Why a top climate scientist may stop contributing to future UN assessment reports
Policymakers have all the information they need to take action on climate change, IPCC report scientist says
Zurich-based scientist Sonia Seneviratne, an expert on extreme weather, spent hundreds of hours volunteering her time as a lead author for a chapter in the UN climate panel's latest assessment of global warming.
Seneviratne has contributed to three of the six assessment reports that have been published since 1990 by the Intergovernmental Panel on Climate Change (IPCC). These documents offer a detailed look at how climate change is altering the world. The most recent report, for example, drew on more than 14,000 scientific studies and was published this week.
But it could be her last time contributing to these reports. She questions their usefulness and has become frustrated that policy-makers continue to fail to act on the scientific research.
"You can ask: Is it a meaningful use of scientists' time if nothing is being done," she told Reuters, the day the report was released.

- _COLLECTED DATA_:
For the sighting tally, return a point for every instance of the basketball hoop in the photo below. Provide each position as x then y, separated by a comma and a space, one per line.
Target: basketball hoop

- _TO-DO LIST_:
• 1. According to the article on Sonia Seneviratne, how many scientific studies did the most recent IPCC report draw on?
• 2. Reproduce the passage of the article on Sonia Seneviratne starting at "Seneviratne has contributed" and ending at "published this week.".
The material comes from a source separate from the article on Sonia Seneviratne.

- _EXERCISE ANSWERS_:
• 1. More than 14,000.

• 2.
Seneviratne has contributed to three of the six assessment reports that have been published since 1990 by the Intergovernmental Panel on Climate Change (IPCC). These documents offer a detailed look at how climate change is altering the world. The most recent report, for example, drew on more than 14,000 scientific studies and was published this week.